Listed Building – Grade II
- Official name: Abinger Common War Memorial
- Designated: 13 March 1974
- Reference no.: 1028839

= Abinger Common War Memorial =

War memorial in Abinger, Surrey, UK

Abinger Common War Memorial is a First World War memorial in the village of Abinger Common in Surrey, south-eastern England. The memorial was destroyed by a German bomb during the Second World War and rebuilt in the late 1940s. One of 15 war crosses by Sir Edwin Lutyens, it is a grade II listed building.

==Background==
In the aftermath of the First World War and its unprecedented casualties, thousands of war memorials were built across Britain. Amongst the most prominent designers of memorials was the architect Sir Edwin Lutyens, described by Historic England as "the leading English architect of his generation". Lutyens designed the Cenotaph on Whitehall in London, which became the focus for the national Remembrance Sunday commemorations, as well as the Thiepval Memorial to the Missing—the largest British war memorial anywhere in the world—and the Stone of Remembrance which appears in all large Commonwealth War Graves Commission cemeteries and in several of Lutyens's civic war memorials. The Abinger Common memorial is one of fifteen War Crosses by Lutyens, all sharing a broadly similar design.

Many of Lutyens' commissions for war memorials originated with pre-war clients and friends. Although Margaret Lewin, who commissioned the Abinger common memorial, was not a previous client, it appears she was known to Lutyens as she lived close to Goddards, a country house in the village designed by Lutyens elsewhere in the village.

==History and design==
The original memorial was presented to the village by Margaret Lewin, a resident of Abinger Common whose son—Charles McLean Lewin, a captain in the 4th Queen's Own Hussars—died in 1919. It was built by the stonemasons HT Jenkins and Sons of Torquay, Devon, who were responsible for several of Lutyens' war memorials, at a cost of £190, and unveiled in 1920. On 3 August 1944, during the Second World War, the memorial was struck by a German V-1 flying bomb and severely damaged, as was St James's Church; the memorial was rebuilt in honour of Mrs Lewin and her daughter in 1949.

The memorial stands outside the churchyard of St James' Church, on an axis with the south porch. It consists of a Portland stone cross—Lutyens' standard War Cross design, with short arms moulded high on a tapering shaft)—which sits on a plinth of three stone square blocks which is itself mounted on a shallow circular base. The western face of the cross contains a sword engraved in the stone, unique among Lutyens' War Crosses and more reminiscent of the sword on the Cross of Sacrifice by Reginald Blomfield, with whom Lutyens worked with the Commonwealth War Graves Commission. It is unknown whether the sword was an original feature or one added during the reconstruction.
■ ■ ■ ■ ■ ■ ■
Please write out the part of the war memorial text between "The memorial stands" and "during the reconstruction.", inclusive, copying it word for word.

**GIVEN INFORMATION:**
■ ■ ■ ■ ■ ■ ■
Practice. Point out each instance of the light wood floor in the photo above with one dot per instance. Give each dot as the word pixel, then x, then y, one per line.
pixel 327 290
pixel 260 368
■ ■ ■ ■ ■ ■ ■
**EXERCISE RESULT:**
The memorial stands outside the churchyard of St James' Church, on an axis with the south porch. It consists of a Portland stone cross—Lutyens' standard War Cross design, with short arms moulded high on a tapering shaft)—which sits on a plinth of three stone square blocks which is itself mounted on a shallow circular base. The western face of the cross contains a sword engraved in the stone, unique among Lutyens' War Crosses and more reminiscent of the sword on the Cross of Sacrifice by Reginald Blomfield, with whom Lutyens worked with the Commonwealth War Graves Commission. It is unknown whether the sword was an original feature or one added during the reconstruction.